START RECORDS SUPPLIED

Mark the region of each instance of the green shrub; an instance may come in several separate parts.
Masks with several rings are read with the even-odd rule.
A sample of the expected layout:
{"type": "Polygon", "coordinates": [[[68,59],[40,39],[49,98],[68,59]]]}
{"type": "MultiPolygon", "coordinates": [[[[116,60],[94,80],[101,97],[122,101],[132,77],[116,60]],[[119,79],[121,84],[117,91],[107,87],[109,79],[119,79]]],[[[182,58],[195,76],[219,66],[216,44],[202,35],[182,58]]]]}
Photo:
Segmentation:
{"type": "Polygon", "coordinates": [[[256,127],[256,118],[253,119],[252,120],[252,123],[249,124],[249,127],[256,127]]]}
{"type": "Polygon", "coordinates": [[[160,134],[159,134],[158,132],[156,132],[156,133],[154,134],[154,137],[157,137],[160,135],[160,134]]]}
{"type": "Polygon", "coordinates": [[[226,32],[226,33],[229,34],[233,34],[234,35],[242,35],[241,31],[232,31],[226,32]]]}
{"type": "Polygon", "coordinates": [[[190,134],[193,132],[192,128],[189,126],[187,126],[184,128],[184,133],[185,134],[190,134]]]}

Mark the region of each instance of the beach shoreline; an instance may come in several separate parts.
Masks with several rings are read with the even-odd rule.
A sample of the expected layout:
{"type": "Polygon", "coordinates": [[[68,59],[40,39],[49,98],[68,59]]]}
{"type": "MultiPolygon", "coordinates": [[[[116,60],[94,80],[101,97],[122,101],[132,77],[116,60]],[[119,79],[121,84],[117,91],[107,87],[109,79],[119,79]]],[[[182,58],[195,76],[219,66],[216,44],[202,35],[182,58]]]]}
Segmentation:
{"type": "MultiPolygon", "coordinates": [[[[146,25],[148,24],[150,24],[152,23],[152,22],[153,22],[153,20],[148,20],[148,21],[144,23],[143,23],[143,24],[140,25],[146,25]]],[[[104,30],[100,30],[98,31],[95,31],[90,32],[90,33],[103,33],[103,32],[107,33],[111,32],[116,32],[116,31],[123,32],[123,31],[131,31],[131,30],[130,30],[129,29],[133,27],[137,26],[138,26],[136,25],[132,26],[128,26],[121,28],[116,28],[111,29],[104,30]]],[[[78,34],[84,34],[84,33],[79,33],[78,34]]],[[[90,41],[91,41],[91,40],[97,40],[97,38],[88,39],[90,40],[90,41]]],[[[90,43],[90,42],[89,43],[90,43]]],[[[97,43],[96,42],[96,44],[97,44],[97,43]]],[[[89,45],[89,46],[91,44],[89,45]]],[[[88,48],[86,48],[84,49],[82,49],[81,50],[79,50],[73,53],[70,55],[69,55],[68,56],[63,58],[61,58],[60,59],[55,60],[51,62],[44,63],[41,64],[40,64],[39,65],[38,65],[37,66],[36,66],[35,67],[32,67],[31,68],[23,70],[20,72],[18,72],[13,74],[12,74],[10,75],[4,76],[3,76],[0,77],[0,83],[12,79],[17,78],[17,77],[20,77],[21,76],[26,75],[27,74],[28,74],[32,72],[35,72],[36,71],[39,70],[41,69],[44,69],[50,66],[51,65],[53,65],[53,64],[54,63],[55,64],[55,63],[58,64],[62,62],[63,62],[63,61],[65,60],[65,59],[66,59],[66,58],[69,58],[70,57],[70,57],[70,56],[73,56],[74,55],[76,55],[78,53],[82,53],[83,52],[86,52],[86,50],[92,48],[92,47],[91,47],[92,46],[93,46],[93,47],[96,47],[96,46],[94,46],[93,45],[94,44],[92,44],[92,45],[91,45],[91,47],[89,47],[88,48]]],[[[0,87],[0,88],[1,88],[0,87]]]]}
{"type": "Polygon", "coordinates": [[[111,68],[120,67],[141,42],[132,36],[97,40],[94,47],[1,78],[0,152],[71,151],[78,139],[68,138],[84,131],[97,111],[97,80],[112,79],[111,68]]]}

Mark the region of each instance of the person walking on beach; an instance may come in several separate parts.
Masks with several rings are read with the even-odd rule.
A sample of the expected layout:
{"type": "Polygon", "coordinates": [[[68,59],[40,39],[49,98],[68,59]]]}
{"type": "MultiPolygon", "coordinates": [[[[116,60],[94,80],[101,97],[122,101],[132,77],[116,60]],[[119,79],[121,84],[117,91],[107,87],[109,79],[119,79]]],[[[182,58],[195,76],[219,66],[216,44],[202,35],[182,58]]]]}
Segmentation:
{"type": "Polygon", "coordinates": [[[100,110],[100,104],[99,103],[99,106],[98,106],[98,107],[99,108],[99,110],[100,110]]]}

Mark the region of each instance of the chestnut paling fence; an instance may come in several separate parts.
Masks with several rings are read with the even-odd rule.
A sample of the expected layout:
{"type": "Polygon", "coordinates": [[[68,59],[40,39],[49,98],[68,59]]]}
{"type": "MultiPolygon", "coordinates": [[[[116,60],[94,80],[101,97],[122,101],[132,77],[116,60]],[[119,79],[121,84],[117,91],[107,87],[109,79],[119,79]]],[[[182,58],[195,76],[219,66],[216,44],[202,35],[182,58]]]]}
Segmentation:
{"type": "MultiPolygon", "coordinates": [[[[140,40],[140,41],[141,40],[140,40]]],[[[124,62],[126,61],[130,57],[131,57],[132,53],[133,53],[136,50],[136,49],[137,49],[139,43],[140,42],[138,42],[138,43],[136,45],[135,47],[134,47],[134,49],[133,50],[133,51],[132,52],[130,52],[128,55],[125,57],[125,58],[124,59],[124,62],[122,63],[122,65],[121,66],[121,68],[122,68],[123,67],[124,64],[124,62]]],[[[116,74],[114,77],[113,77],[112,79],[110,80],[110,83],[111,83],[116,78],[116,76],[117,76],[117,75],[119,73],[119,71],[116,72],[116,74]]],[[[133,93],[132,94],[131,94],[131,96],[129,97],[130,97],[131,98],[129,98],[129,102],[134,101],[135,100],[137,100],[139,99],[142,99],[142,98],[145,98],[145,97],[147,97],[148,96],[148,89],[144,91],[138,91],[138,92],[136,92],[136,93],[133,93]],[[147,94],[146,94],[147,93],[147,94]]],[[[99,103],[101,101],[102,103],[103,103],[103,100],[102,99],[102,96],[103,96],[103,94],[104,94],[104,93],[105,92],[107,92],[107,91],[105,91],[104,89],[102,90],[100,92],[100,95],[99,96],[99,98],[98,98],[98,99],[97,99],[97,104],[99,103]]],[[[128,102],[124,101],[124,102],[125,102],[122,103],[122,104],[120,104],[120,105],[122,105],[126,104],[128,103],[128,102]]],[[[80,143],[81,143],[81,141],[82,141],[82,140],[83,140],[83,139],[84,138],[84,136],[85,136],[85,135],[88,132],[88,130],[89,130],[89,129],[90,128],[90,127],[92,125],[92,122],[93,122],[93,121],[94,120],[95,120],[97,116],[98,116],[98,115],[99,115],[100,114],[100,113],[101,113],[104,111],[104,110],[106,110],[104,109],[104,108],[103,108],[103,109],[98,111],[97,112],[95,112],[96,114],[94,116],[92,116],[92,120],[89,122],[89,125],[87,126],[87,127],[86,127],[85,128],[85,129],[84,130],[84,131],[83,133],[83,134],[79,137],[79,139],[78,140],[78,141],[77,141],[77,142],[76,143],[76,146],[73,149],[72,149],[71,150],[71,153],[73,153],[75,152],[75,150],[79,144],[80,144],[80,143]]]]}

END RECORDS SUPPLIED

YOUR OBJECTIVE -> Extract the full set of entries word for word.

RESPONSE TO THE EXERCISE ->
Mark the region of each instance of the green shrub; an instance may come in several separate parts.
Masks with several rings are read with the even-odd rule.
A sample of the expected layout:
{"type": "Polygon", "coordinates": [[[68,59],[40,39],[49,98],[68,59]]]}
{"type": "MultiPolygon", "coordinates": [[[[116,60],[94,80],[101,97],[122,101],[132,77],[116,60]],[[119,79],[121,84],[117,91],[107,87],[109,79],[119,79]]],[[[182,58],[195,76],[219,66],[216,44],[202,35],[182,58]]]]}
Photo:
Segmentation:
{"type": "Polygon", "coordinates": [[[256,127],[256,118],[253,119],[252,120],[252,123],[249,124],[249,127],[256,127]]]}
{"type": "Polygon", "coordinates": [[[160,134],[159,134],[158,132],[156,132],[156,133],[154,134],[154,137],[157,137],[160,135],[160,134]]]}
{"type": "Polygon", "coordinates": [[[226,32],[226,33],[229,34],[233,34],[234,35],[242,35],[241,31],[232,31],[226,32]]]}
{"type": "Polygon", "coordinates": [[[190,134],[193,132],[192,128],[189,126],[187,126],[184,128],[184,133],[185,134],[190,134]]]}

Mark the region of each instance of the beach shoreline; an instance may come in several separate parts.
Masks with several rings are read with the even-odd rule.
A sample of the expected layout:
{"type": "Polygon", "coordinates": [[[68,59],[40,39],[49,98],[68,59]]]}
{"type": "MultiPolygon", "coordinates": [[[[116,60],[94,80],[101,97],[122,101],[132,77],[116,60]],[[119,79],[121,84],[117,91],[107,87],[109,79],[119,79]]],[[[182,58],[195,76],[219,66],[216,44],[202,35],[182,58]]]]}
Segmentation:
{"type": "MultiPolygon", "coordinates": [[[[146,25],[148,24],[150,24],[152,23],[152,22],[153,22],[153,20],[148,20],[148,21],[144,23],[143,23],[143,24],[140,25],[146,25]]],[[[104,30],[100,30],[98,31],[95,31],[90,32],[90,33],[103,33],[103,32],[107,33],[111,32],[116,32],[116,31],[123,32],[123,31],[131,31],[131,30],[130,30],[129,29],[133,27],[137,26],[138,26],[136,25],[132,26],[128,26],[121,28],[116,28],[111,29],[104,30]]],[[[78,34],[84,34],[84,33],[79,33],[78,34]]],[[[90,41],[91,41],[91,40],[97,40],[97,38],[88,39],[90,40],[90,41]]],[[[90,43],[90,42],[89,43],[90,43]]],[[[97,43],[96,42],[96,44],[97,44],[97,43]]],[[[89,45],[89,46],[91,44],[89,45]]],[[[88,48],[86,48],[84,49],[82,49],[81,50],[79,50],[73,53],[70,55],[69,55],[68,56],[63,58],[61,58],[60,59],[55,60],[51,62],[44,63],[41,64],[40,64],[39,65],[38,65],[37,66],[36,66],[35,67],[32,67],[31,68],[23,70],[20,72],[18,72],[13,74],[12,74],[10,75],[4,76],[3,76],[0,77],[0,83],[12,79],[17,78],[17,77],[20,77],[21,76],[26,75],[27,74],[28,74],[32,72],[35,72],[36,71],[39,70],[41,69],[44,69],[50,66],[51,65],[53,65],[53,64],[54,63],[55,64],[55,63],[58,64],[62,62],[63,62],[63,61],[65,60],[65,59],[66,59],[66,58],[69,58],[70,57],[70,57],[70,56],[73,56],[74,55],[76,55],[78,53],[82,53],[83,52],[86,52],[86,50],[92,48],[92,47],[91,47],[92,46],[93,46],[93,47],[96,47],[96,46],[94,46],[93,45],[94,44],[92,44],[92,45],[91,45],[91,47],[89,47],[88,48]]],[[[0,87],[0,88],[1,88],[0,87]]]]}
{"type": "Polygon", "coordinates": [[[111,68],[120,67],[141,42],[132,36],[97,40],[94,47],[1,78],[0,152],[71,151],[78,139],[68,138],[84,131],[97,111],[97,80],[112,79],[111,68]]]}

Mark the region of each instance of the person walking on beach; an instance may come in several separate parts.
Masks with several rings are read with the even-odd rule.
A sample of the expected layout:
{"type": "Polygon", "coordinates": [[[68,59],[40,39],[49,98],[68,59]]]}
{"type": "MultiPolygon", "coordinates": [[[[116,60],[94,80],[101,97],[122,101],[132,77],[116,60]],[[119,79],[121,84],[117,91],[107,87],[109,79],[119,79]]],[[[182,58],[195,76],[219,66],[216,44],[202,35],[182,58]]]]}
Segmentation:
{"type": "Polygon", "coordinates": [[[100,110],[100,104],[99,103],[99,106],[98,106],[98,107],[99,108],[99,110],[100,110]]]}

Mark the region of each instance of the chestnut paling fence; an instance may come in several separate parts.
Masks with several rings are read with the even-odd rule.
A sample of the expected layout:
{"type": "Polygon", "coordinates": [[[68,59],[40,39],[49,98],[68,59]]]}
{"type": "MultiPolygon", "coordinates": [[[[116,60],[94,80],[101,97],[122,101],[132,77],[116,60]],[[119,79],[121,84],[117,91],[107,87],[109,79],[119,79]]],[[[182,58],[195,76],[219,66],[216,44],[202,35],[182,58]]]]}
Segmentation:
{"type": "MultiPolygon", "coordinates": [[[[140,40],[140,41],[141,40],[140,40]]],[[[124,62],[126,61],[130,57],[131,57],[132,53],[133,53],[136,50],[136,49],[137,49],[139,43],[140,42],[138,42],[138,43],[136,45],[135,47],[134,47],[134,49],[133,50],[133,51],[132,52],[130,52],[128,55],[125,57],[125,58],[124,59],[124,62],[122,63],[122,65],[121,66],[121,68],[122,68],[123,67],[124,64],[124,62]]],[[[116,74],[114,77],[113,77],[112,79],[110,80],[110,83],[111,83],[116,78],[116,76],[117,76],[117,75],[119,73],[119,71],[116,72],[116,74]]],[[[133,93],[132,94],[131,94],[131,96],[129,97],[130,97],[131,98],[129,98],[129,102],[134,101],[135,100],[137,100],[139,99],[142,99],[142,98],[145,98],[145,97],[147,97],[148,96],[148,89],[144,91],[138,91],[138,92],[136,92],[136,93],[133,93]],[[147,94],[146,94],[147,93],[147,94]]],[[[99,103],[101,101],[102,103],[103,103],[103,100],[102,99],[102,96],[103,96],[103,94],[104,94],[104,93],[105,92],[107,92],[107,91],[105,91],[104,89],[102,90],[100,92],[100,95],[99,96],[99,98],[98,98],[98,99],[97,99],[97,104],[99,103]]],[[[128,102],[124,101],[124,102],[125,102],[122,103],[122,104],[120,104],[120,105],[122,105],[126,104],[128,103],[128,102]]],[[[80,143],[81,143],[81,141],[82,141],[82,140],[83,140],[83,139],[84,138],[84,136],[85,136],[85,135],[88,132],[88,130],[89,130],[89,129],[90,128],[90,127],[92,125],[92,122],[93,122],[93,121],[94,120],[95,120],[97,116],[98,116],[98,115],[99,115],[100,114],[100,113],[101,113],[104,111],[104,110],[106,110],[104,109],[104,108],[103,108],[103,109],[98,111],[97,112],[95,112],[96,114],[94,116],[92,116],[92,120],[89,122],[89,125],[87,126],[87,127],[86,127],[85,128],[85,129],[84,130],[84,131],[83,133],[83,134],[79,137],[79,139],[78,140],[78,141],[77,141],[77,142],[76,143],[76,146],[73,149],[72,149],[71,150],[71,153],[73,153],[75,152],[75,150],[79,144],[80,144],[80,143]]]]}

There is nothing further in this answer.